— Start Dataset extract —

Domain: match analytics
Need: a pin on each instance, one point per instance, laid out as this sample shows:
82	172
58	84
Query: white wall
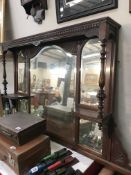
21	26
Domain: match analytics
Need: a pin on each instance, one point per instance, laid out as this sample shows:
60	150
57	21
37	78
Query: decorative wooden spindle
101	92
4	74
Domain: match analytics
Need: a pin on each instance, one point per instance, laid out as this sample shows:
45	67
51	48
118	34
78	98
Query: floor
82	165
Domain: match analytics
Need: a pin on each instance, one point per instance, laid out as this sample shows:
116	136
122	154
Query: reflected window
90	71
90	135
52	80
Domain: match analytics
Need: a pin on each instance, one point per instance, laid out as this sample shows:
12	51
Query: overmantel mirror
52	80
71	80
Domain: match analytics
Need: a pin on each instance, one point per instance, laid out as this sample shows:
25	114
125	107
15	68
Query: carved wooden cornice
81	29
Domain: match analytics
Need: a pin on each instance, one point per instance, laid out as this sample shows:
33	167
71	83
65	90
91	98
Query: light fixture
35	8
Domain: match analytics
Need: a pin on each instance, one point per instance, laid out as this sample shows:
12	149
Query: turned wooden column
101	92
4	73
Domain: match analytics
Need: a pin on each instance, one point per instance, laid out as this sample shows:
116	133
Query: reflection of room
90	70
52	77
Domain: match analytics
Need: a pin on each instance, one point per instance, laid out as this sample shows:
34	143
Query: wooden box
21	127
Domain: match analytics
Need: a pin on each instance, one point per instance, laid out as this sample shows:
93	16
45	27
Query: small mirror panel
90	136
22	74
90	70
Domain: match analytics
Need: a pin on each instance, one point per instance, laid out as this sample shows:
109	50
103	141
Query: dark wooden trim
4	73
65	33
106	163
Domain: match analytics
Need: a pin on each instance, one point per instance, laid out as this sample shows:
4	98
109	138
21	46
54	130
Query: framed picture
2	14
71	9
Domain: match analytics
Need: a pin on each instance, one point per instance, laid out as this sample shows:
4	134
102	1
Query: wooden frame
129	6
72	39
2	14
71	9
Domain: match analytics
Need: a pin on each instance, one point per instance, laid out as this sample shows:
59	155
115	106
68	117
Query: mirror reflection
52	80
90	135
90	71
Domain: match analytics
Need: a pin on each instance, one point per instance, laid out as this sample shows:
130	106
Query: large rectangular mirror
52	80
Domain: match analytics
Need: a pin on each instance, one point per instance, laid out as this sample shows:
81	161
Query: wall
21	26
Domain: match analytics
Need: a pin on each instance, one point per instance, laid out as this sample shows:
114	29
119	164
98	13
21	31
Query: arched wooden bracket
109	123
35	8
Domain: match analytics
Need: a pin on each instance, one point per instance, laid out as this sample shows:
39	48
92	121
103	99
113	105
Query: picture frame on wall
72	9
2	15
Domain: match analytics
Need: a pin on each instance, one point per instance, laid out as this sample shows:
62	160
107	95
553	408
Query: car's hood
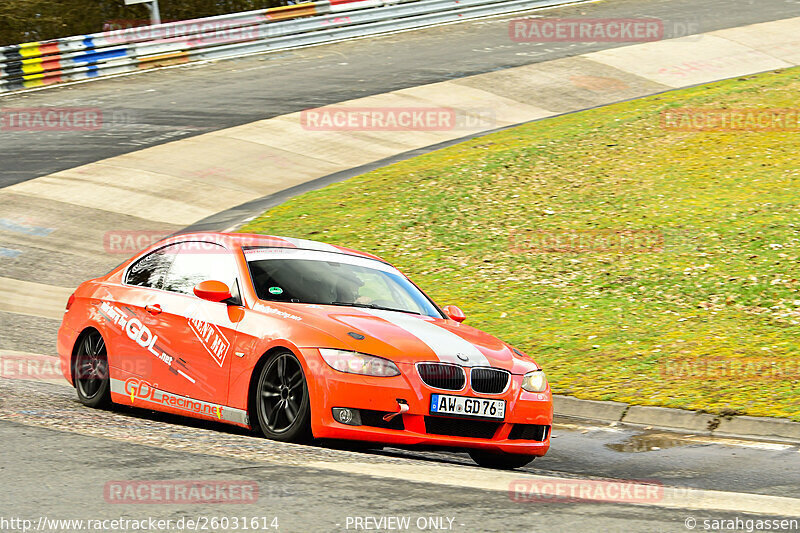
409	338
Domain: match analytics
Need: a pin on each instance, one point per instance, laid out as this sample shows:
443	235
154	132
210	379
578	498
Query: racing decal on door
212	339
141	335
140	390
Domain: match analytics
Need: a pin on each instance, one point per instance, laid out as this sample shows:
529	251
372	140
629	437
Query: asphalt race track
163	106
78	451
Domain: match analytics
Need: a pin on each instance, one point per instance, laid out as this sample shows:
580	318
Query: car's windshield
328	278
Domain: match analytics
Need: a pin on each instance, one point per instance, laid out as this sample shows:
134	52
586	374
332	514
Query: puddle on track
647	442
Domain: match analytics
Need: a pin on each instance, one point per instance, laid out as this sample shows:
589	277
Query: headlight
359	363
535	381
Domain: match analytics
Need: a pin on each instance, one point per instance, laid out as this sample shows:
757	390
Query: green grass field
703	315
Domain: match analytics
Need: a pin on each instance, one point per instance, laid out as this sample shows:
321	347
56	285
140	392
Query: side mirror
213	291
455	313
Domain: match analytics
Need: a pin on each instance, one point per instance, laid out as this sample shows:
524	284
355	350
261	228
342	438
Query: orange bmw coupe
300	340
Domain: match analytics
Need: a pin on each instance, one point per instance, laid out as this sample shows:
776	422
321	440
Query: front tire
282	406
91	371
500	460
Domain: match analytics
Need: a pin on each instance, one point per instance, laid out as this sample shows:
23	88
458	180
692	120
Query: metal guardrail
128	50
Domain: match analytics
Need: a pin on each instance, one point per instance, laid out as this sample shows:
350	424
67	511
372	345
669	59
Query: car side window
150	270
199	261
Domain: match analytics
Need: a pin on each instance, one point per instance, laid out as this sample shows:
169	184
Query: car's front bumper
376	396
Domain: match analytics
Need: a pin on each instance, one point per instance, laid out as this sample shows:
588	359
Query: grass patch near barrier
703	315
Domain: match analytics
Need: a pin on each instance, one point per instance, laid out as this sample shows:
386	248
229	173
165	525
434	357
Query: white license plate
442	404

— End Dataset extract —

> _Job_
Collect every line of the records that contains the word "white", and treat case as significant.

> _Written response_
Query: white wall
Query: white license plate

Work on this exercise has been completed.